### Do this
Give the number of lines in the records below that contain the string "ceiling", treating case as significant. Reply with the number only.
■ ■ ■ ■
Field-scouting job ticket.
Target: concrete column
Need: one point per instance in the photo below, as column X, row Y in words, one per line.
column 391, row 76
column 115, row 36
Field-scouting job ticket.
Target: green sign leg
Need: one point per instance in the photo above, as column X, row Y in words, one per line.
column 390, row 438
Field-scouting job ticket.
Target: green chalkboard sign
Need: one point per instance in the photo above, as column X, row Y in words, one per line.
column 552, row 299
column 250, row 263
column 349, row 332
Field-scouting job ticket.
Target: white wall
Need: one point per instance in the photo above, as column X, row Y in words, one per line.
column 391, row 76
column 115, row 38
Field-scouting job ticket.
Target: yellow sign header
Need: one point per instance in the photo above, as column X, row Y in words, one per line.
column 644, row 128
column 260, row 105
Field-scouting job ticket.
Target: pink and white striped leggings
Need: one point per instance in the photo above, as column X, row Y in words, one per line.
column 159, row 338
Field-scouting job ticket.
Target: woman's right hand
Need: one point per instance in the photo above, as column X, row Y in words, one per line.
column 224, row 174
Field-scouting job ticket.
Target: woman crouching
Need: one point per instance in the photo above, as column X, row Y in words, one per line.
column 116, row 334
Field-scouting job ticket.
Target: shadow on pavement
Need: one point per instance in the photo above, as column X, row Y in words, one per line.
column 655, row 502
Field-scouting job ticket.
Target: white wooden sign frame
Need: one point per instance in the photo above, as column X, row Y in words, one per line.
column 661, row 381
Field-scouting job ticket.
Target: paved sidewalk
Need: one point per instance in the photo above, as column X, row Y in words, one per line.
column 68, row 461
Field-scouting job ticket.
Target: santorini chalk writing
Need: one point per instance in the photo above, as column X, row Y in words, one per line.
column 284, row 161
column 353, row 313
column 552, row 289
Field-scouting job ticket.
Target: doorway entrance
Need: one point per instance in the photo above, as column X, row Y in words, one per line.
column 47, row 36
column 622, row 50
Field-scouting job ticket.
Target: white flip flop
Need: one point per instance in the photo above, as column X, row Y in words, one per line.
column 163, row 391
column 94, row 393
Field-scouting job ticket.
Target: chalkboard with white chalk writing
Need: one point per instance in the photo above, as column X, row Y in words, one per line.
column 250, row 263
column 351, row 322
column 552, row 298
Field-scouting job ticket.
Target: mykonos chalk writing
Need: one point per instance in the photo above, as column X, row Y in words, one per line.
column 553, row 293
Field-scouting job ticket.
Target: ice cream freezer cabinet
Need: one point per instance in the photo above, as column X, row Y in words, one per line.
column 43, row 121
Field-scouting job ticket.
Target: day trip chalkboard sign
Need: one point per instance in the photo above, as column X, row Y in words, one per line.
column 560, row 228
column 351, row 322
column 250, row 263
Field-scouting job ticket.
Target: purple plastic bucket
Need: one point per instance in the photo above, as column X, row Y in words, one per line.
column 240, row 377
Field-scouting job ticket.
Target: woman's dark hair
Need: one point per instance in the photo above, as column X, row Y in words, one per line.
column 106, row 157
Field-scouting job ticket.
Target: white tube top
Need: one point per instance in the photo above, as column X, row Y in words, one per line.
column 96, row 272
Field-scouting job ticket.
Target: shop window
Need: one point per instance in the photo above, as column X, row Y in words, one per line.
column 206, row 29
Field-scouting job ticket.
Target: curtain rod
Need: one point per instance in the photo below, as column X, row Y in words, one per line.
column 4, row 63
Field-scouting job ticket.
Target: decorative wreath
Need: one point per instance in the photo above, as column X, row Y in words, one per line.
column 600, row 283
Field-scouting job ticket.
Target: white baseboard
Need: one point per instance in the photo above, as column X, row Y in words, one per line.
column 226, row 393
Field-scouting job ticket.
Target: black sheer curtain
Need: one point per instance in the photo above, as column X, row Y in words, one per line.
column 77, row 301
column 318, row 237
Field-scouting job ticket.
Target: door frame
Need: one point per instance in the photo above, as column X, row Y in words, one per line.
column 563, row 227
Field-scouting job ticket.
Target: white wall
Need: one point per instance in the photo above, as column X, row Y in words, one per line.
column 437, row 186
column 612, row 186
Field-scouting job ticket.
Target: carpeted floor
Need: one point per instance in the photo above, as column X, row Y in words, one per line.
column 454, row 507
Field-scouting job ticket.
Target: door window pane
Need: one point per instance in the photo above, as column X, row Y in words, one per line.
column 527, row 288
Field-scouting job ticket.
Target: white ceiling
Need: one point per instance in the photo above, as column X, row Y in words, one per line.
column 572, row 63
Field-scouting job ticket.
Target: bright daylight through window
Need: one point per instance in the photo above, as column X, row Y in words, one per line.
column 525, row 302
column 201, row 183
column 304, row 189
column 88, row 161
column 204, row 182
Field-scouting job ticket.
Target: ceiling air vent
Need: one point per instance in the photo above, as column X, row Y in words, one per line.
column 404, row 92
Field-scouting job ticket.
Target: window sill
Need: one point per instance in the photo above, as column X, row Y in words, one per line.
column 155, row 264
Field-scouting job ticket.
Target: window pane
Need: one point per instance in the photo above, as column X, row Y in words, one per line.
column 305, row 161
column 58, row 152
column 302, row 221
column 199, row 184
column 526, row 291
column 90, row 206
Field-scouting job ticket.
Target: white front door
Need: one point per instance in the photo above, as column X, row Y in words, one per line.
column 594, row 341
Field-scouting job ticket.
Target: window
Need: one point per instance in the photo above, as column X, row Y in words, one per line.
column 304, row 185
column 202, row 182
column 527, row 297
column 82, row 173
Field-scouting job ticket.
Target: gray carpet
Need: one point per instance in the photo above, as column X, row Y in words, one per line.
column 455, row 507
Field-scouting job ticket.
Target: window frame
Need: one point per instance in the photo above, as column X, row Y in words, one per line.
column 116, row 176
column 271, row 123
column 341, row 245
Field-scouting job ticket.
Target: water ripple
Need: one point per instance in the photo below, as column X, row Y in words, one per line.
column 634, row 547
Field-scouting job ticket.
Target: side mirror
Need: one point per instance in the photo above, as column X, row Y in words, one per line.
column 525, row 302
■ ■ ■ ■
### Result of this exercise
2